GIVEN TEXT.
Meet Putin’s New, and Poor, Neighbors in the Debt Market

Just how much has President Vladimir Putin’s Ukraine incursion eroded investor confidence in Russia?
Consider the names that the country is now surrounded by in the market where bondholders buy protection against default: Lebanon, El Salvador and war-torn Iraq. With investors charging 389 basis points a year to insure against a halt in Russian debt payments, those three countries -- all of which either have junk ratings or none at all -- are quoted at the closest levels to Putin’s government in the credit-default swaps market, according to CMA.
The cost of Russian credit-default swaps rose for the 11th straight day to a five-year high today, the longest run of increases since at least 2008, CMA data show. The country is heading toward recession as U.S. and European Union sanctions over Putin’s actions in Ukraine crimp access to foreign funding, while crude oil, the nation’s chief export earner, plunges into a bear market.

Collected Data
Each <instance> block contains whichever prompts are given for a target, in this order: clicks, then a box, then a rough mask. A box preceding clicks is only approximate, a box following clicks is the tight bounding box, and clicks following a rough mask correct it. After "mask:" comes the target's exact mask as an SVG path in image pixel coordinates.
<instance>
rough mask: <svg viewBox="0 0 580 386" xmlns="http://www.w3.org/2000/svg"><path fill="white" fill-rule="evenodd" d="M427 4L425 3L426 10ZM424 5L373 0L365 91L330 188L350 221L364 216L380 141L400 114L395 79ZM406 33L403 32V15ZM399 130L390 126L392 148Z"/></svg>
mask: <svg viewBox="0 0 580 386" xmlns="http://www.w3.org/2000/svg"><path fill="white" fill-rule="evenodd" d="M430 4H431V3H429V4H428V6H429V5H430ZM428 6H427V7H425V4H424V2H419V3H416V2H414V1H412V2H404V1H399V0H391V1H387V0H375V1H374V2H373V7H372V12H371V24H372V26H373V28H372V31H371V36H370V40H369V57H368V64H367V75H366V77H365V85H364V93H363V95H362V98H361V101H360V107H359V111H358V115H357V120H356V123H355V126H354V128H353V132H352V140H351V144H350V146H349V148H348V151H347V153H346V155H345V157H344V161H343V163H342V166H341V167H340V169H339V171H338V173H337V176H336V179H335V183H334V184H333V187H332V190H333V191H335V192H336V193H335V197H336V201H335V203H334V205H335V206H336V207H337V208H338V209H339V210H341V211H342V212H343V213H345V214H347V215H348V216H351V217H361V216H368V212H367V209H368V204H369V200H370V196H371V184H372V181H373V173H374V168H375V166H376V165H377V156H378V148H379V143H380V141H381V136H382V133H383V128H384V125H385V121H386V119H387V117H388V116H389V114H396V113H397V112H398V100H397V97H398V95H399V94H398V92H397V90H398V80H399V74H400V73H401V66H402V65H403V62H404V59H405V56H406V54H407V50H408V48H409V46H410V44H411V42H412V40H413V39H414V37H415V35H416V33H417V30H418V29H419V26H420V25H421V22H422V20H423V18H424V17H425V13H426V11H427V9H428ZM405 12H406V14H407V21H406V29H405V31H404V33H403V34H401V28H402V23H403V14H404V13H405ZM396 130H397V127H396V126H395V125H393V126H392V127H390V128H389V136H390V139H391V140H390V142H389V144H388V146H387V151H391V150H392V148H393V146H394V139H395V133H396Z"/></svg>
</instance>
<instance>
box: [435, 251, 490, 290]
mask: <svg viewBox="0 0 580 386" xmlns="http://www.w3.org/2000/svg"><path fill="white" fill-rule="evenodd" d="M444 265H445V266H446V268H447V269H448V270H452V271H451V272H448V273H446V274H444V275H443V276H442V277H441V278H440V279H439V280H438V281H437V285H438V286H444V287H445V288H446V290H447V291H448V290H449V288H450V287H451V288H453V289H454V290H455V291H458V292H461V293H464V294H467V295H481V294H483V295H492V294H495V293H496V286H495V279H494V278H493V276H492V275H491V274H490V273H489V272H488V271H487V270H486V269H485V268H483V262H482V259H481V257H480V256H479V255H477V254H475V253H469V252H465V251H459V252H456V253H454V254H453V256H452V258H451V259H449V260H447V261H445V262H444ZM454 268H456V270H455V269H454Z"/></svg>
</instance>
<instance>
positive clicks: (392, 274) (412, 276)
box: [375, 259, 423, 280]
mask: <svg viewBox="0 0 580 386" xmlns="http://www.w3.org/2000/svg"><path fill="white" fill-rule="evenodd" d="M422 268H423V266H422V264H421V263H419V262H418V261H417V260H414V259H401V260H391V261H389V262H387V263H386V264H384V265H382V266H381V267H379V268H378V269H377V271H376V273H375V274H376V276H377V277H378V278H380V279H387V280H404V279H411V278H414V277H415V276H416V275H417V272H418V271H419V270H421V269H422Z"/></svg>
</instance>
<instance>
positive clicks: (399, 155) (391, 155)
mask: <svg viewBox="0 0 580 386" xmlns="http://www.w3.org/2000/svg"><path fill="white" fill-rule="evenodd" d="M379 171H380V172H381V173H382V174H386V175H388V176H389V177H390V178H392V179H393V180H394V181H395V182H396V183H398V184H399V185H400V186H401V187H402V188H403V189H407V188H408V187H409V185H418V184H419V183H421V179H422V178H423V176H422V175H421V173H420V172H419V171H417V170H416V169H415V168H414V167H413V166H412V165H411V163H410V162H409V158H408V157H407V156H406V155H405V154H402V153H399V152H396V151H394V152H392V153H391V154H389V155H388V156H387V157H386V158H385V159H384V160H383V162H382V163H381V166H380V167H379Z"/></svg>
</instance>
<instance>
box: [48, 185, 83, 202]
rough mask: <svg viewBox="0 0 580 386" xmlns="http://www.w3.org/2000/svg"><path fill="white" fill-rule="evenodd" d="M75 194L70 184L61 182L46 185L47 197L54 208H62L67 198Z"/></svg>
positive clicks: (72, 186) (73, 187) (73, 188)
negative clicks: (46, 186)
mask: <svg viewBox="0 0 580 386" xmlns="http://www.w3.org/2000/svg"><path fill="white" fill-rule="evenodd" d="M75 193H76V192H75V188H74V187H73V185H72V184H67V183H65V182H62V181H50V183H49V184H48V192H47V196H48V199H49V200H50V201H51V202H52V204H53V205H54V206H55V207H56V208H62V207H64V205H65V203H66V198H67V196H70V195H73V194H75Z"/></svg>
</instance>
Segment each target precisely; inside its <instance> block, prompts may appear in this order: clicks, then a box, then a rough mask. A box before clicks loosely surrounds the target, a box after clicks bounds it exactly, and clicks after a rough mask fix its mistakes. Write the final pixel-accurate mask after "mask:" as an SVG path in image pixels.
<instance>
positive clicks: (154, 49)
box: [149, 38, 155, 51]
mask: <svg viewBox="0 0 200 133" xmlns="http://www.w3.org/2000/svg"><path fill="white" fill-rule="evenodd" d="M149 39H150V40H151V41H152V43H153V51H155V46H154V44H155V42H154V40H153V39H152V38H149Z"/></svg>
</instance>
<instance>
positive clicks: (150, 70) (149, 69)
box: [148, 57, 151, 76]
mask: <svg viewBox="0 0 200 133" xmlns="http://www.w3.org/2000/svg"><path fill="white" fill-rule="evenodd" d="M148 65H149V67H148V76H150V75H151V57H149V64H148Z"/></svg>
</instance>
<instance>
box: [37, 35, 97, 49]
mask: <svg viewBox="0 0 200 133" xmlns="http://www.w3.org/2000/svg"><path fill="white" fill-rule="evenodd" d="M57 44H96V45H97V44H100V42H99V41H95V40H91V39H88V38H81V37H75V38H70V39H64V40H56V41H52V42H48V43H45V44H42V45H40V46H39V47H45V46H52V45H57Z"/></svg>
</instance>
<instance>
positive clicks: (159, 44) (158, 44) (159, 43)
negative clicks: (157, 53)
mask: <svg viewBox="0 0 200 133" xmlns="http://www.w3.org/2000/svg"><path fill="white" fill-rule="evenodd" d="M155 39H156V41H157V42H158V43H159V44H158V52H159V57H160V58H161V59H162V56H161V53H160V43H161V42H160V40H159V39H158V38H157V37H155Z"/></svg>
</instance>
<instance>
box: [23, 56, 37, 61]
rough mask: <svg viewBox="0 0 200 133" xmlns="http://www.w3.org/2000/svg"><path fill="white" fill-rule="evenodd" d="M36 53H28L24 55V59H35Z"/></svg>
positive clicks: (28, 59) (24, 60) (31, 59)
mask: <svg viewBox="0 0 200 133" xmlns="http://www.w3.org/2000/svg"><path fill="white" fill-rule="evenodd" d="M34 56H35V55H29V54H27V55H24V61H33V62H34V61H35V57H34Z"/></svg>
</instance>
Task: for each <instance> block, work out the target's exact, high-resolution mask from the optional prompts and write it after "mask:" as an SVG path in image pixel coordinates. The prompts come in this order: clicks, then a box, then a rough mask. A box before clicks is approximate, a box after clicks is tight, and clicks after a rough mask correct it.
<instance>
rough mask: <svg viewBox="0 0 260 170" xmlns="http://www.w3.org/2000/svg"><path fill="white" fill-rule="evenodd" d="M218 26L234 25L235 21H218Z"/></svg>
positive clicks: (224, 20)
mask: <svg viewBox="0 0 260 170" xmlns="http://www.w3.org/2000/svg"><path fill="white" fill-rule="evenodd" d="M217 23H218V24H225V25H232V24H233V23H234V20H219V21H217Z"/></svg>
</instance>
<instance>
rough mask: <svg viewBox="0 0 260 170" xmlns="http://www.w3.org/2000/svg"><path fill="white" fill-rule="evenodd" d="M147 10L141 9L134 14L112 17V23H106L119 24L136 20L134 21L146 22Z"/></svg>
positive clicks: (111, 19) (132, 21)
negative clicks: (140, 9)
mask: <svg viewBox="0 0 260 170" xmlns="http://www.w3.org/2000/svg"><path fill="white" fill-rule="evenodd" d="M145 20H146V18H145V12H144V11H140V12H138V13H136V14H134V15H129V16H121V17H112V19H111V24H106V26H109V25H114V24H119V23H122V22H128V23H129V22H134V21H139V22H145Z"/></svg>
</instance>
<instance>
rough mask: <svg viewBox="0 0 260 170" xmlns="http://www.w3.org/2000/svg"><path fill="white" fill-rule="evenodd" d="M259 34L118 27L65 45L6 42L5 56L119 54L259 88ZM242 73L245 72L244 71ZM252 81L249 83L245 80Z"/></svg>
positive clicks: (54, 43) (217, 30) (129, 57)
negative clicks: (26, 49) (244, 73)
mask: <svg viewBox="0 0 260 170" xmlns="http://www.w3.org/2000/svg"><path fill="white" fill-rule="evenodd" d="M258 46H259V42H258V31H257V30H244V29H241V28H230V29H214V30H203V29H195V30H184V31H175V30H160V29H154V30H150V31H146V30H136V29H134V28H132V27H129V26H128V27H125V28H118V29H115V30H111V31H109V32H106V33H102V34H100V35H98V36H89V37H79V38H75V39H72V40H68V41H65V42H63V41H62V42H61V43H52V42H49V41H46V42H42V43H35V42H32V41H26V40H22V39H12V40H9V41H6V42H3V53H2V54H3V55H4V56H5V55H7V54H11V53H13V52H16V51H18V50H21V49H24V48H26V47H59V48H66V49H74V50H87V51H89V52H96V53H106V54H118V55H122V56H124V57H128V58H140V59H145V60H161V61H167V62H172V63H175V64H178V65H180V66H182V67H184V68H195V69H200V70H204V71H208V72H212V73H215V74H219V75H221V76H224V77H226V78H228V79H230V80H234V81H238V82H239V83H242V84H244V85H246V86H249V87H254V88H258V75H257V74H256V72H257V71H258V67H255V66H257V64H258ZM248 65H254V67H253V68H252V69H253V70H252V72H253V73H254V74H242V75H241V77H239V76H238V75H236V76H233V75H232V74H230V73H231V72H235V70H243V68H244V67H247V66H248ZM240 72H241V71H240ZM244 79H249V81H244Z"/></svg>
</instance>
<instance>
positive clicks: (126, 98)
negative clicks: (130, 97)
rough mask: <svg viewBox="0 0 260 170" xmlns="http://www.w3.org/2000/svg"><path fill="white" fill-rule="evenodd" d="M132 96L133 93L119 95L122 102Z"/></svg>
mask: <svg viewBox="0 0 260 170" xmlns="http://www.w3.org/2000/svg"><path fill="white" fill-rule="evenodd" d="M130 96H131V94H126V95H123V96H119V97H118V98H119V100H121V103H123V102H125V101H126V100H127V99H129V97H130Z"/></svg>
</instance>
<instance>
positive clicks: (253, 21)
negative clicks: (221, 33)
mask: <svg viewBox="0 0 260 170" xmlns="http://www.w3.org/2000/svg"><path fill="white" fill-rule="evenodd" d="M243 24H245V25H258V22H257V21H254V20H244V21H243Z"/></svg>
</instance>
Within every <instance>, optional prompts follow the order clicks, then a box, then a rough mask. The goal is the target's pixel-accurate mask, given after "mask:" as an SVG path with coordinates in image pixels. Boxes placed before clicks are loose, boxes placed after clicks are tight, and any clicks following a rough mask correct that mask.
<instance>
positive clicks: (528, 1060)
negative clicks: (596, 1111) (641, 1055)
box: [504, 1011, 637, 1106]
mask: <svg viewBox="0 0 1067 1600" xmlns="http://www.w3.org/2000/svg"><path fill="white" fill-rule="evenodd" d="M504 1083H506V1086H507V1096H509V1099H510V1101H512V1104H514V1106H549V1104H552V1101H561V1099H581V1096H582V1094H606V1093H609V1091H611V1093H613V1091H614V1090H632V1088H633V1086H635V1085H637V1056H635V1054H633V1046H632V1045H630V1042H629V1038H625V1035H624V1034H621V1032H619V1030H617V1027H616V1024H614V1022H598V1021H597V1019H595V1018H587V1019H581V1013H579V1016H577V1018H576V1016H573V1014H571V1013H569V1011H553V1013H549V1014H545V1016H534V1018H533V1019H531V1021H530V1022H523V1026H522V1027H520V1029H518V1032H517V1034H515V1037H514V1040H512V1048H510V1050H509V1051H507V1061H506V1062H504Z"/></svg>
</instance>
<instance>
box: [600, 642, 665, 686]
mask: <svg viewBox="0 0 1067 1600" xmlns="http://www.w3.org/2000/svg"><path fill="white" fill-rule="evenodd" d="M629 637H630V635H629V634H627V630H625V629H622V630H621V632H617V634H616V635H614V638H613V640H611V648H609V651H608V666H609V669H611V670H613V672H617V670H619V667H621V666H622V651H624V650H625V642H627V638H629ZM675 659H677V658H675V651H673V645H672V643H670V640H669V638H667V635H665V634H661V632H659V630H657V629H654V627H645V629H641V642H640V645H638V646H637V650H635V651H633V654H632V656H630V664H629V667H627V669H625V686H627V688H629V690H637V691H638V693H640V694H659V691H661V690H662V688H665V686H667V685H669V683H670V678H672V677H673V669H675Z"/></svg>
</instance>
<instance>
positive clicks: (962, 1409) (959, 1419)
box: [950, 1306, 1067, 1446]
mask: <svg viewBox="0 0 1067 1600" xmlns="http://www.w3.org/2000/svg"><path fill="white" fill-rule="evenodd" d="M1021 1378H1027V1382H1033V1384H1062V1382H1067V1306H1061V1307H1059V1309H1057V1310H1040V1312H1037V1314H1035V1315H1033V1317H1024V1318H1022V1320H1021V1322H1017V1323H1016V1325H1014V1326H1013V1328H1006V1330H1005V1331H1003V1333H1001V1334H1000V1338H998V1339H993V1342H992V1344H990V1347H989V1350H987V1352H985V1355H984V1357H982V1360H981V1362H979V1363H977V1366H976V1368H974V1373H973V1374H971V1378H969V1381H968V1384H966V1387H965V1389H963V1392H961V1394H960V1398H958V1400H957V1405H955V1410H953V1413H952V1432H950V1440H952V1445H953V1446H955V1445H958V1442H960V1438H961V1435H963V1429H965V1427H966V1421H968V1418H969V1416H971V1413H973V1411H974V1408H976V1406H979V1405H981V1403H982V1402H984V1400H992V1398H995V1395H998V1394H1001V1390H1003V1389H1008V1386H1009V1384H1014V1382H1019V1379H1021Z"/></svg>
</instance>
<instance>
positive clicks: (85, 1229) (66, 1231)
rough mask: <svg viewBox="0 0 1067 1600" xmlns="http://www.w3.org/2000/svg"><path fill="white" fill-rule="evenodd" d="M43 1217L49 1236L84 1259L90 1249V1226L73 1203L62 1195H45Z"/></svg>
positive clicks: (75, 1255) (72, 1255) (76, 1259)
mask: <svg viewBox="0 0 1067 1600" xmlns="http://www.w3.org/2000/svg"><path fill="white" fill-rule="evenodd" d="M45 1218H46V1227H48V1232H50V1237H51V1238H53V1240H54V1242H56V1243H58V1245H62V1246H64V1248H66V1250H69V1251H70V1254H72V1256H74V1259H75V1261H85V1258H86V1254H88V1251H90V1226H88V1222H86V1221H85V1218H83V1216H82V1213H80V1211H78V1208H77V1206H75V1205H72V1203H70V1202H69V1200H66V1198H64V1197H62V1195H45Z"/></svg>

EXERCISE AIM. Reproduce the stretch of the article on Russia's debt market from "The cost of" through "a bear market.", swapping out "recession" and putting "contraction" in its place. The material was drawn from a separate source.

SOLUTION FOR THIS EXERCISE.
The cost of Russian credit-default swaps rose for the 11th straight day to a five-year high today, the longest run of increases since at least 2008, CMA data show. The country is heading toward contraction as U.S. and European Union sanctions over Putin’s actions in Ukraine crimp access to foreign funding, while crude oil, the nation’s chief export earner, plunges into a bear market.